That is not correct, as I know from having lived through the era. (I was sixteen and a big supporter of Robert Kennedy when he was killed.)
No, the nation was not “divided by a wide political chasm” then — but it definitely is now. Back then, the parties squabbled, but worked together on many things. Now they work together on almost nothing. What went wrong after 1968? The single biggest, most damaging factor — the thing that has made the nation almost moribund (and able to recover only by some future miracle) is that the Supreme Court blundered horrendously in 1973, wrongly deciding the Roe v. Wade and Doe v. Bolton cases and imposing decriminalized abortion on the nation.

☆ ☆ ☆ ☆

**Exercise instructions**
(1) Output the part of the passage on America's political divide starting at "That is not" and ending at "on the nation.", word for word.
(2) In the passage on America's political divide, how old does the writer say they were when Robert Kennedy was killed?
(3) Write the next part of the passage on America's political divide, picking up after its final sentence.
The data that comes next has no connection to the passage on America's political divide.

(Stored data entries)
☆ ☆ ☆ ☆

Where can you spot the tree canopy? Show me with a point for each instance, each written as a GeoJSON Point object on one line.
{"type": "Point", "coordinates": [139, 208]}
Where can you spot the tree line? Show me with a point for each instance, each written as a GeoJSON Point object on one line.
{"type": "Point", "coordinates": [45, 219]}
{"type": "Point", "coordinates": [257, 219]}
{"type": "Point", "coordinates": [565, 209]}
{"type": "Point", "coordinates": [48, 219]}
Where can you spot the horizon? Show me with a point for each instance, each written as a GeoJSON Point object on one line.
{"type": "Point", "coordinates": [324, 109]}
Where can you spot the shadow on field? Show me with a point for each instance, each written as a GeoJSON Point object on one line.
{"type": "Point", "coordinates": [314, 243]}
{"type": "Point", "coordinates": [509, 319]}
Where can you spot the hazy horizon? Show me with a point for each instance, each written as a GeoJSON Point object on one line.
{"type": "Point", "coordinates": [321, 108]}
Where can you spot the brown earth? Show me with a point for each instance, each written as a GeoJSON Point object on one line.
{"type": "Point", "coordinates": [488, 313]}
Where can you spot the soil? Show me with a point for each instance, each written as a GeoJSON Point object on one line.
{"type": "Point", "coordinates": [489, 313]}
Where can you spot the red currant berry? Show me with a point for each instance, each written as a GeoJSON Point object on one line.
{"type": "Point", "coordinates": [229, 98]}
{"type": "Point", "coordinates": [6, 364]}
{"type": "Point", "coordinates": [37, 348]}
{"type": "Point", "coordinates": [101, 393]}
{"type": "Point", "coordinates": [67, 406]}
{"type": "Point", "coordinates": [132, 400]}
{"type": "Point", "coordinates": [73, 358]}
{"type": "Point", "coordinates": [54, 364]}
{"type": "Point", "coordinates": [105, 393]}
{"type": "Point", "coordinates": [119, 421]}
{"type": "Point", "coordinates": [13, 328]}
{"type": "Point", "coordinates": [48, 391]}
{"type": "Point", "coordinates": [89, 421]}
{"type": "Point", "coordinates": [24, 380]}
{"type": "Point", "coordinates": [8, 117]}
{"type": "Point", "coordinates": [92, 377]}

☆ ☆ ☆ ☆

**Exercise responses**
(1)
That is not correct, as I know from having lived through the era. (I was sixteen and a big supporter of Robert Kennedy when he was killed.)
No, the nation was not “divided by a wide political chasm” then — but it definitely is now. Back then, the parties squabbled, but worked together on many things. Now they work together on almost nothing. What went wrong after 1968? The single biggest, most damaging factor — the thing that has made the nation almost moribund (and able to recover only by some future miracle) is that the Supreme Court blundered horrendously in 1973, wrongly deciding the Roe v. Wade and Doe v. Bolton cases and imposing decriminalized abortion on the nation.

(2) Sixteen.

(3)
As the article stated, Bobby and Ethel Kennedy had ten kids. They were pro-lifers in 1968, as were almost all Americans. Even Ted Kennedy was a strong pro-lifer, as one can see in a letter that he wrote in the 1960s. Even Jesse Jackson was a pro-lifer — and Martin Luther King’s niece now says that her uncle was pro-life. It was only after one political party, after 1973, wrote pro-life planks into its platform, while the other did the opposite, that Ted and Jesse (and many other former pro-life politicians) decided to pretend to be “pro-choice,” so that they could be nominated/(re-)elected to office.
It is all so sad. One of the saddest things is that Bobby could not have remained alive to help his party remain pro-life. Then the Supreme Court, even if it had made the wrong decision in 1973, would have had its corrupt members quickly replaced by pro-life Justices named by Presidents from both parties (instead of just one).